* Supplied entries:

* * * * * * *

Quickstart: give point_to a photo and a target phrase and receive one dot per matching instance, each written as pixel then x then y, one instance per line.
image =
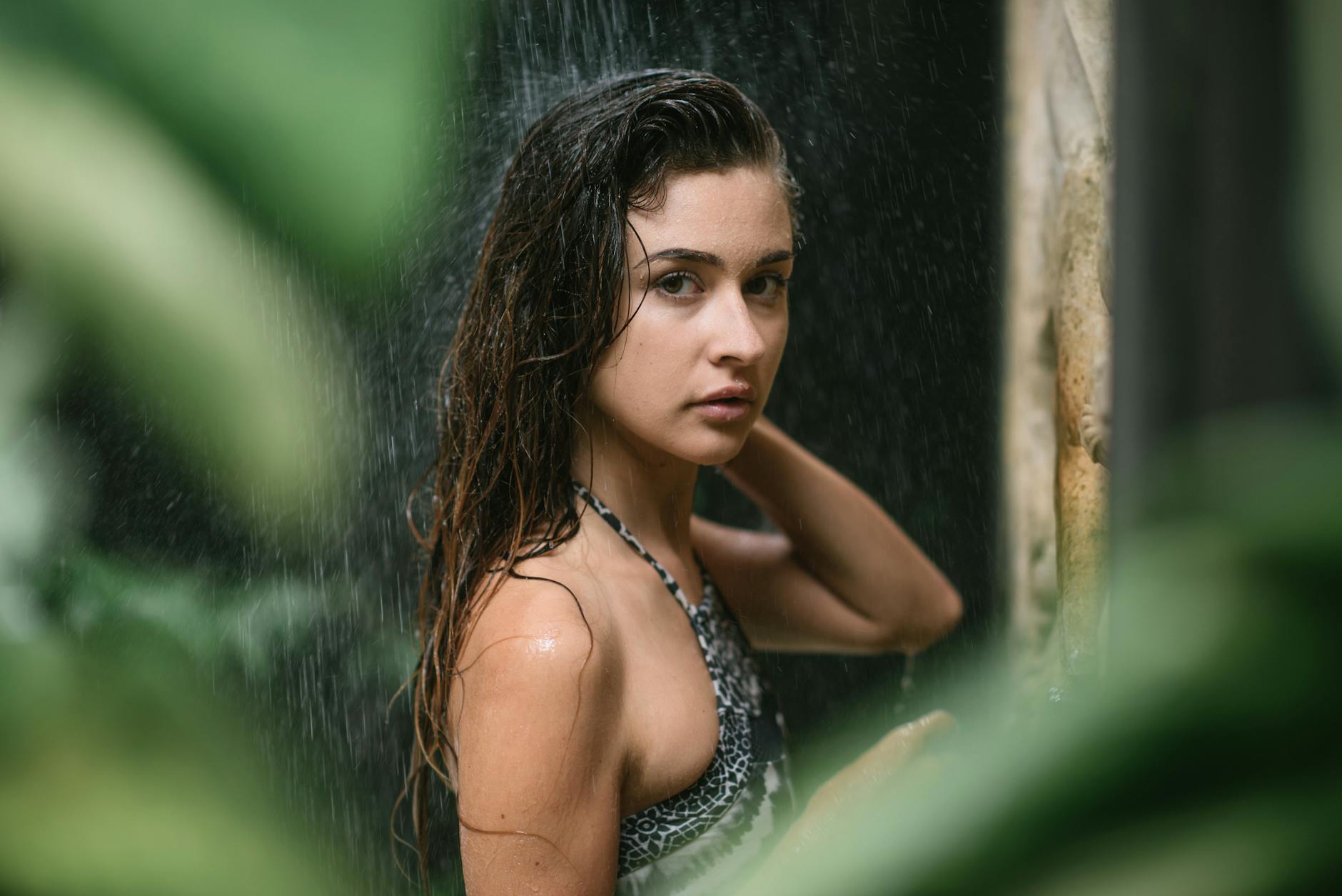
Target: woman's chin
pixel 717 450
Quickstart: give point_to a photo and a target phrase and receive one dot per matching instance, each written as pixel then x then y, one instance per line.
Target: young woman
pixel 588 685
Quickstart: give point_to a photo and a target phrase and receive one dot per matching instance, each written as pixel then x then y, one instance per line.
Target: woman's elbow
pixel 934 619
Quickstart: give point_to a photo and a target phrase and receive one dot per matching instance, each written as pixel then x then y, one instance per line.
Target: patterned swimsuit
pixel 709 836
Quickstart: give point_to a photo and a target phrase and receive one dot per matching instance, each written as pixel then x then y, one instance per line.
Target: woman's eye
pixel 677 285
pixel 770 286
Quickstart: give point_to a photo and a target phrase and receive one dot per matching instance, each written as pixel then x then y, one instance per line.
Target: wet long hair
pixel 540 313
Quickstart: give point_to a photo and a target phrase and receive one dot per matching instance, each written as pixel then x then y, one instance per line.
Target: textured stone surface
pixel 1058 337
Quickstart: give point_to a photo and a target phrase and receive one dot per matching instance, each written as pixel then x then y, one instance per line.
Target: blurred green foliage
pixel 167 173
pixel 1207 762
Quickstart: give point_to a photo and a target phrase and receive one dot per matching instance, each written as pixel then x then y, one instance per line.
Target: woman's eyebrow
pixel 709 258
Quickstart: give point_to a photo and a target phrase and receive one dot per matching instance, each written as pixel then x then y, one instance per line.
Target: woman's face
pixel 715 317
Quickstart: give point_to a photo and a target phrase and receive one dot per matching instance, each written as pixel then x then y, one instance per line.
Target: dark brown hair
pixel 540 313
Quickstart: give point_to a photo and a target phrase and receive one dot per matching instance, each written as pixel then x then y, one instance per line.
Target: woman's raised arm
pixel 540 760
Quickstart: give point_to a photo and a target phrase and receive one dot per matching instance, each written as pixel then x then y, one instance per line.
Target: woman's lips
pixel 724 408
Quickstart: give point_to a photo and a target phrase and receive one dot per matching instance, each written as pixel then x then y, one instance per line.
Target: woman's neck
pixel 650 490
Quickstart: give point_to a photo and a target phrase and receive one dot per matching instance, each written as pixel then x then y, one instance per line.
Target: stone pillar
pixel 1058 337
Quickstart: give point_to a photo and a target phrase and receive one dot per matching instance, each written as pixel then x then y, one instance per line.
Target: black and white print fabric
pixel 704 839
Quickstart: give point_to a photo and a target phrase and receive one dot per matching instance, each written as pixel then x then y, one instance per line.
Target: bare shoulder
pixel 550 600
pixel 541 757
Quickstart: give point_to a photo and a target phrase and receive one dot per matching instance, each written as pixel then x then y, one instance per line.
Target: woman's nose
pixel 737 333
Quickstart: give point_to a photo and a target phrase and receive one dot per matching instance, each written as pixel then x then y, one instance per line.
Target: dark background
pixel 890 113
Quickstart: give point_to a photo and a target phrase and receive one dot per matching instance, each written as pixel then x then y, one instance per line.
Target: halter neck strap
pixel 623 531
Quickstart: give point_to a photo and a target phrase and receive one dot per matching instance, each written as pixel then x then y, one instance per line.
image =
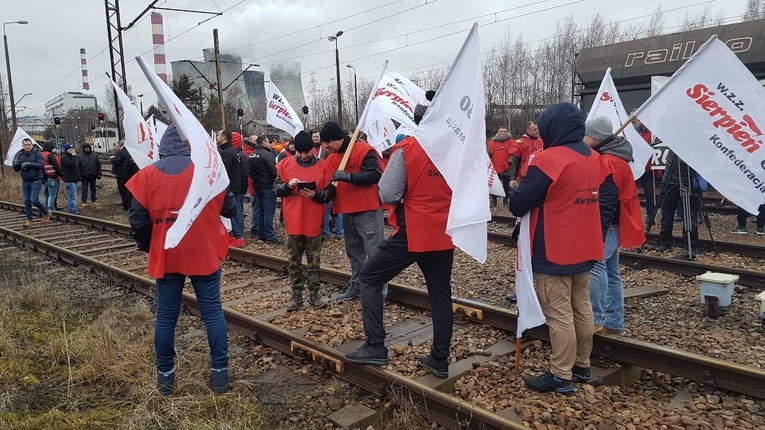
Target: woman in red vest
pixel 626 229
pixel 158 191
pixel 561 191
pixel 303 184
pixel 421 200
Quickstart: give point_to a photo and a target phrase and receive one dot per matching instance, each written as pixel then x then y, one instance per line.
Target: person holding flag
pixel 357 199
pixel 421 198
pixel 565 172
pixel 626 226
pixel 303 183
pixel 153 212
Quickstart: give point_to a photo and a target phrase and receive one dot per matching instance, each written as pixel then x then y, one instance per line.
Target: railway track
pixel 105 246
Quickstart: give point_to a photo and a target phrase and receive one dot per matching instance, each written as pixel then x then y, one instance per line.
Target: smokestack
pixel 158 38
pixel 84 68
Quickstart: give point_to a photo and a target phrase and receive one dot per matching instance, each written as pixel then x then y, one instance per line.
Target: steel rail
pixel 696 367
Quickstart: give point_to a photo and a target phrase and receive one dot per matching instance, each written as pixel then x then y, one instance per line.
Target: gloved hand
pixel 342 176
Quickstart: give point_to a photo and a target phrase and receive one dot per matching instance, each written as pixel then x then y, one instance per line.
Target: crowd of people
pixel 562 170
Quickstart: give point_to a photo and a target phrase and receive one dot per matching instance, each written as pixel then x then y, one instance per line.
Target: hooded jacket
pixel 90 165
pixel 560 125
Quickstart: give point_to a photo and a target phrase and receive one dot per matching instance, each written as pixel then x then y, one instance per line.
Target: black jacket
pixel 70 168
pixel 262 165
pixel 233 163
pixel 90 165
pixel 29 164
pixel 561 124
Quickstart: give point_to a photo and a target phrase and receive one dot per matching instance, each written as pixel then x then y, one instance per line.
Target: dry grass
pixel 72 358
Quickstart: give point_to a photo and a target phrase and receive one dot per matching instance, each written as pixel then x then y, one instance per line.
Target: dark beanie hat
pixel 331 131
pixel 303 142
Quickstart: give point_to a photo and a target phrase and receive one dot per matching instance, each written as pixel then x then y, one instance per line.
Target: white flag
pixel 16 145
pixel 280 114
pixel 140 140
pixel 389 99
pixel 209 178
pixel 608 104
pixel 453 134
pixel 495 183
pixel 382 134
pixel 711 113
pixel 529 311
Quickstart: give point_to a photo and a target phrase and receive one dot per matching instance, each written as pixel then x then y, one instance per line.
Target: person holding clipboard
pixel 304 184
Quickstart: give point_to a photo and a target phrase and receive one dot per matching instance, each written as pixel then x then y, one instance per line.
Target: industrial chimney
pixel 158 38
pixel 84 67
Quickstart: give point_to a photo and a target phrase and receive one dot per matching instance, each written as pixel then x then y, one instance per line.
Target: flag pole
pixel 363 118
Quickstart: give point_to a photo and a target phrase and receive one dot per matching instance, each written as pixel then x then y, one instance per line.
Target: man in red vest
pixel 499 151
pixel 626 229
pixel 357 199
pixel 158 191
pixel 560 191
pixel 529 143
pixel 303 183
pixel 421 200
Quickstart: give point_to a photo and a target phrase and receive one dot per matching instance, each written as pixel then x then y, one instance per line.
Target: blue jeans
pixel 237 222
pixel 51 188
pixel 31 192
pixel 338 222
pixel 207 290
pixel 606 291
pixel 71 197
pixel 88 183
pixel 263 210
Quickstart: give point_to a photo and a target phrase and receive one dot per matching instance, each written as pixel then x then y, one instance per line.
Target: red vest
pixel 426 201
pixel 500 154
pixel 524 147
pixel 302 216
pixel 204 245
pixel 354 198
pixel 631 233
pixel 50 171
pixel 572 213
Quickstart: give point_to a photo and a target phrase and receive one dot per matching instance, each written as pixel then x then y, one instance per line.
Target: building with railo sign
pixel 634 63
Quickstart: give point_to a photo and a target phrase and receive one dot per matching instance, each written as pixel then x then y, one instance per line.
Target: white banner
pixel 607 103
pixel 453 134
pixel 711 113
pixel 140 139
pixel 16 145
pixel 530 312
pixel 390 99
pixel 210 178
pixel 382 134
pixel 280 114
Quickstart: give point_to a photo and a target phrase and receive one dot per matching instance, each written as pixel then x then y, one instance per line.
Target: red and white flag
pixel 280 114
pixel 529 311
pixel 16 145
pixel 453 134
pixel 209 178
pixel 608 104
pixel 711 113
pixel 140 137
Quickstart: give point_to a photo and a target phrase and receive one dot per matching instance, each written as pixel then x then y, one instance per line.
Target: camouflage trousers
pixel 311 246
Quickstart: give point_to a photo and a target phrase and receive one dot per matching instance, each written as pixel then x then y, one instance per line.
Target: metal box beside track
pixel 720 285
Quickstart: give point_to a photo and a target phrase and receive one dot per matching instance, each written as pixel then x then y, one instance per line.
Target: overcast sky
pixel 45 54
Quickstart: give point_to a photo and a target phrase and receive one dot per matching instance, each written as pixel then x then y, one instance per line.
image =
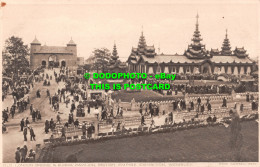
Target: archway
pixel 206 68
pixel 44 63
pixel 52 61
pixel 63 63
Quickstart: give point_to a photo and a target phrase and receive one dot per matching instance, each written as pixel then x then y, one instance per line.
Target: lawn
pixel 145 95
pixel 208 144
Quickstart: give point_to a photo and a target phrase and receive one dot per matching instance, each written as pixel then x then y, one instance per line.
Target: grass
pixel 198 145
pixel 145 95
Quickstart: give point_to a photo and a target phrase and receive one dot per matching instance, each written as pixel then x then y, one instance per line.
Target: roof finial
pixel 226 33
pixel 197 18
pixel 159 49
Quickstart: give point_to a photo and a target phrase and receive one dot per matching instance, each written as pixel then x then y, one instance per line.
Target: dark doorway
pixel 44 63
pixel 63 64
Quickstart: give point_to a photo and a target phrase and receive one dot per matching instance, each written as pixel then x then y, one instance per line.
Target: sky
pixel 168 25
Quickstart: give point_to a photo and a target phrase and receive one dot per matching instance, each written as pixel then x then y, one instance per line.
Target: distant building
pixel 196 59
pixel 53 56
pixel 115 65
pixel 80 61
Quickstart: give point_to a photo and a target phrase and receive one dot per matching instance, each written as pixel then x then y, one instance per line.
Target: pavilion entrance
pixel 206 68
pixel 43 63
pixel 52 61
pixel 63 63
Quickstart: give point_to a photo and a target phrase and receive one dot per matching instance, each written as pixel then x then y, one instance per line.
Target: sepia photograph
pixel 123 82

* * * * * * *

* Exercise details: Can you retype the data from its very beginning through the line containing "pixel 709 836", including that line, and omit the pictures?

* Solved exercise:
Quickstart: give point_to a photo and a target phrase and receive one dot per matching instance, each written as pixel then x then y, one instance per line.
image =
Target: woman's chin
pixel 717 450
Quickstart: give point_to a photo and a target phrase and receive one dot per matching instance, each written as pixel then x then y, one instance per line.
Target: young woman
pixel 588 685
Quickstart: give point_to a photo and a target phrase and receive one dot per matching instance, each written as pixel then x then y, one instance per line.
Target: woman's elbow
pixel 934 619
Quickstart: give point_to a photo and a target phrase and receive one dot per matching instance, each written as pixel then x then y, one instance per line.
Target: patterned swimsuit
pixel 709 836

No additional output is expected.